● Input material:
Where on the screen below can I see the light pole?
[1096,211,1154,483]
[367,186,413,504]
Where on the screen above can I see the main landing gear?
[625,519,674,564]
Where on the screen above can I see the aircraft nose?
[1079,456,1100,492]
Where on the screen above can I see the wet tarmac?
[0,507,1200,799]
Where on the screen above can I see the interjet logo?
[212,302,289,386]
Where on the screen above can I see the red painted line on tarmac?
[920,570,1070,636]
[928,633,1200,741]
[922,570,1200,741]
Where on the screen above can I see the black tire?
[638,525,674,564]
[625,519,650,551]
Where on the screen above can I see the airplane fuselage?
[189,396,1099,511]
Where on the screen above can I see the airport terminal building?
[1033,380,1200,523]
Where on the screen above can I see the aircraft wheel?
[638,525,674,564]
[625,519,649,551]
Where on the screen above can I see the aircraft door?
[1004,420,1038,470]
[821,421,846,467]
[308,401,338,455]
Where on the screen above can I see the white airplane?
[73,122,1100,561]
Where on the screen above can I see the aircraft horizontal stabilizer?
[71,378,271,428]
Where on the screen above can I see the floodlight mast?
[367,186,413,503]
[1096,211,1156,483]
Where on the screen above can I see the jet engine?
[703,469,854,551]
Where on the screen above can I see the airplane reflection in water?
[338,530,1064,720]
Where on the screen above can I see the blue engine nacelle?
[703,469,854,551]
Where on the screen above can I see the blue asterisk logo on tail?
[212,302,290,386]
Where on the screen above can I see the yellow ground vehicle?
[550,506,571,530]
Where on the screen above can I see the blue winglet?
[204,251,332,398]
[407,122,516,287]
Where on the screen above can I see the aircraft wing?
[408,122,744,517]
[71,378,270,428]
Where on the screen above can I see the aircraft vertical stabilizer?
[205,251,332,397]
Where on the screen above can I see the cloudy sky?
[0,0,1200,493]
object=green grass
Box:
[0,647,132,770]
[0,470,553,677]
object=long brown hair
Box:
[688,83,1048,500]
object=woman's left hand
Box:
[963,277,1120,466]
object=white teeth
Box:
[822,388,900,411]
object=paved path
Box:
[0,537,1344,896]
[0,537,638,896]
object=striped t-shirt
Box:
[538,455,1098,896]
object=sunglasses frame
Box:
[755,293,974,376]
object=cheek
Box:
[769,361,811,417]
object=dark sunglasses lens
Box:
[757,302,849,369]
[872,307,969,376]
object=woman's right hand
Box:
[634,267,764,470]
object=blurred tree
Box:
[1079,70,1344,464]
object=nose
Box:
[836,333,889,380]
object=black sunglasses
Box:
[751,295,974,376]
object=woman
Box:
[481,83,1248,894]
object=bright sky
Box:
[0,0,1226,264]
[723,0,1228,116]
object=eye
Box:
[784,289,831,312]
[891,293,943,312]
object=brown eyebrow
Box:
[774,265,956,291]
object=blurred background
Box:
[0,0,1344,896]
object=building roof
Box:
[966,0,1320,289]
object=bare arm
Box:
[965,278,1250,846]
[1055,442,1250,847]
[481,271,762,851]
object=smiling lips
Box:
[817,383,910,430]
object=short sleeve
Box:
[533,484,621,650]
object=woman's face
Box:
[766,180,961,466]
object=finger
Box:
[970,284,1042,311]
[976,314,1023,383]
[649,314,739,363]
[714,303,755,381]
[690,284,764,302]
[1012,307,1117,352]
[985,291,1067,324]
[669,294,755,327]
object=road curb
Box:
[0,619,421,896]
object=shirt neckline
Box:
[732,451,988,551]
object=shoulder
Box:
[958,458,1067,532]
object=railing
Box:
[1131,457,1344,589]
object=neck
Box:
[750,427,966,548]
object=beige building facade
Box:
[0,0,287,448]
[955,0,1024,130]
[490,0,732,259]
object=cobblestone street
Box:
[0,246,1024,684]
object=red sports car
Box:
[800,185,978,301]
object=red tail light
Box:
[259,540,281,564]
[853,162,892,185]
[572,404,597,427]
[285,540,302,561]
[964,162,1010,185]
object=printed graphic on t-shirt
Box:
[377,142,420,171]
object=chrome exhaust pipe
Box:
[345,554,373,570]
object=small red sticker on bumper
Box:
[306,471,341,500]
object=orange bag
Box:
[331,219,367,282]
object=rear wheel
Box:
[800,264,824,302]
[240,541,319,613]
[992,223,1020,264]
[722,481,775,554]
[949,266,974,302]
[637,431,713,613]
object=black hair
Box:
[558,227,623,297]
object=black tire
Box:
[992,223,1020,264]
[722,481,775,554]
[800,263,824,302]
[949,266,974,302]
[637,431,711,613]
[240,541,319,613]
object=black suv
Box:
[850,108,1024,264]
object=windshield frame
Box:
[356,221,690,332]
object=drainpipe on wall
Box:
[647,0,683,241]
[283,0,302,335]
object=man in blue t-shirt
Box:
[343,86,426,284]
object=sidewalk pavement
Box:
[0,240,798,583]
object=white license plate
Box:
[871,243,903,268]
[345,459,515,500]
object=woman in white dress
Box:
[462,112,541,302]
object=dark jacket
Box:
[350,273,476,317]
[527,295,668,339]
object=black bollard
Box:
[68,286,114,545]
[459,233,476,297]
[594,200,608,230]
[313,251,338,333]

● Task statement:
Switch "dark jacket" to "black jacket" and write out everything from the line containing "object=woman in white dress" down to the end of the records, with nothing else changed.

● Output for this task:
object=woman in white dress
Box:
[462,112,541,302]
object=black jacket
Box:
[350,273,476,317]
[527,295,668,339]
object=black bollard
Box:
[68,286,114,545]
[459,233,476,297]
[594,200,608,230]
[313,251,338,333]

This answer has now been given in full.